• **Problem details**
Output the lines below as a numbered list, skipping any blank lines and leaving out the pictures.

══ Listed entries

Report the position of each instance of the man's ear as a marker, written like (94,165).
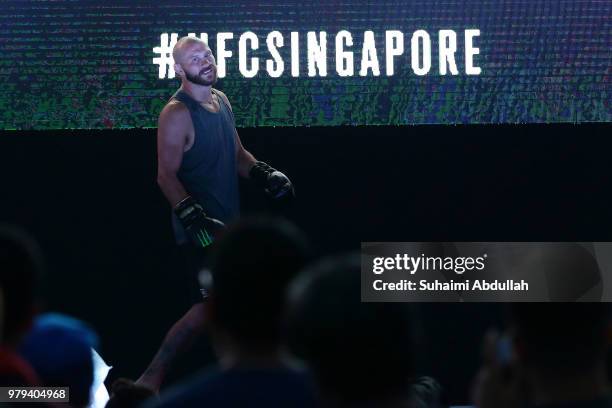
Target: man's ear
(178,70)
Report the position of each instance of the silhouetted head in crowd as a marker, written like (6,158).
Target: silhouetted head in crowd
(21,267)
(126,394)
(359,353)
(59,348)
(252,266)
(561,346)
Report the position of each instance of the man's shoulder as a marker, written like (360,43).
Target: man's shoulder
(222,95)
(174,108)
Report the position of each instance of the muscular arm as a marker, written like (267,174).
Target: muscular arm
(173,127)
(244,158)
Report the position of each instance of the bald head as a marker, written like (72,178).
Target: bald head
(183,44)
(194,62)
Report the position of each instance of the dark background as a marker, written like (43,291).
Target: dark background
(91,199)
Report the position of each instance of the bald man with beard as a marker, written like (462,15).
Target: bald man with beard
(200,155)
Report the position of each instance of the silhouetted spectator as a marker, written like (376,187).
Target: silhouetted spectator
(20,270)
(127,394)
(59,348)
(558,359)
(362,354)
(251,268)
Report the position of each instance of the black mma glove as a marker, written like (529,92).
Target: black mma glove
(200,228)
(274,183)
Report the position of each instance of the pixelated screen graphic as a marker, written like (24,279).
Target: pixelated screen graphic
(93,64)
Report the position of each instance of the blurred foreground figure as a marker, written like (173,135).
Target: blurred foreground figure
(20,270)
(361,354)
(556,358)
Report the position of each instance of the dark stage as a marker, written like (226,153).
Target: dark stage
(91,199)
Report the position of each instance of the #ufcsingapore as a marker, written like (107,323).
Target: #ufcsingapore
(319,44)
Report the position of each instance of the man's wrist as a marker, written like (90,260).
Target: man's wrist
(182,201)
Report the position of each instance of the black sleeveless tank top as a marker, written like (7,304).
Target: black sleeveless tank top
(209,171)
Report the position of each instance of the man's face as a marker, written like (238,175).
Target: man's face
(198,64)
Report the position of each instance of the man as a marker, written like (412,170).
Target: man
(200,154)
(243,318)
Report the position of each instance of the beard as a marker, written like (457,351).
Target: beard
(198,80)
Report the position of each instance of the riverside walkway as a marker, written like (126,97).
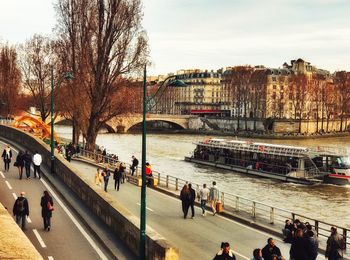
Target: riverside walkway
(197,238)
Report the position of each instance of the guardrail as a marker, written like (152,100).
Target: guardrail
(234,203)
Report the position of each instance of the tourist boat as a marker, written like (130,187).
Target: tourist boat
(301,165)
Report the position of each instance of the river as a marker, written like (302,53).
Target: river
(166,152)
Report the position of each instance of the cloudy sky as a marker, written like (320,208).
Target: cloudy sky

════

• **The solution**
1. Report the position of each instance of the man's ear as a marker, written like (94,165).
2. Target: man's ear
3. (178,70)
4. Report the position of each instance of the silhouetted head in crowd as a marker, written like (6,158).
5. Target: silhouetted head in crowd
6. (21,267)
7. (126,394)
8. (359,353)
9. (59,348)
10. (252,266)
11. (561,346)
12. Report the position of each instance of the man's shoulder as a marker, written like (360,43).
13. Target: man's shoulder
14. (222,95)
15. (174,108)
16. Report the position of each instance of the muscular arm as a marker, written like (267,174).
17. Target: muscular arm
18. (173,127)
19. (244,158)
20. Report the position of each instance of the bald head as a marker, written like (72,178).
21. Target: bald head
22. (183,44)
23. (194,62)
24. Report the position of each instance of the dark background as a marker, written like (43,291).
25. Target: dark background
26. (91,199)
27. Report the position of each instance of the bald man with beard as a marker, written like (462,15).
28. Target: bald man with beard
29. (200,155)
30. Report the position of each instance of the silhouetted spectator as a marker, written like (376,187).
31. Target: silhouetted spectator
32. (20,270)
33. (127,394)
34. (59,348)
35. (558,359)
36. (362,354)
37. (251,268)
38. Report the position of each instance of the black mma glove as a marker, written like (529,92).
39. Target: black mma glove
40. (200,228)
41. (274,183)
42. Report the position of each instance of the pixelated screen graphic as a marker, written like (24,279).
43. Target: pixelated screen graphic
44. (93,64)
45. Report the position of each instance of the blurred foreground figure as a marker, written like (173,135).
46. Target: blurred foreground figure
47. (20,270)
48. (361,354)
49. (556,358)
50. Report the position of each instance of the dark stage as a marker, written like (226,153).
51. Target: dark stage
52. (91,199)
53. Report the position of each instance of the #ufcsingapore as a marker, written like (107,323).
54. Target: #ufcsingapore
55. (319,44)
56. Report the position of each instance of the man's wrist as a marker, written like (90,260).
57. Target: man's wrist
58. (182,201)
59. Report the position of each instance of the black sleeveless tank top as a marker, written like (7,304).
60. Target: black sleeveless tank top
61. (209,171)
62. Report the position of each instance of the man's face as a marker, written like (238,175).
63. Target: man's face
64. (198,64)
65. Report the position of each instance of the man as a marker, written like (412,170).
66. Target: man
67. (200,154)
68. (243,318)
69. Report the position of each instance of the beard as a marker, written like (457,351).
70. Target: beard
71. (198,80)
72. Report the position of each instance of the riverside walkway as a marker, written like (126,97).
73. Target: riverside walkway
74. (197,238)
75. Report the position of each instance of the guardrail as a marker, written like (152,100).
76. Target: guardrail
77. (234,203)
78. Report the position of each instance of the tourist boat as a marker, written like (130,187).
79. Target: tourist boat
80. (301,165)
81. Report the position of each instance of the river as a marker, written like (302,53).
82. Target: river
83. (166,152)
84. Report the position of each instance of the cloudy sky as a marker, written like (320,208).
85. Target: cloudy sky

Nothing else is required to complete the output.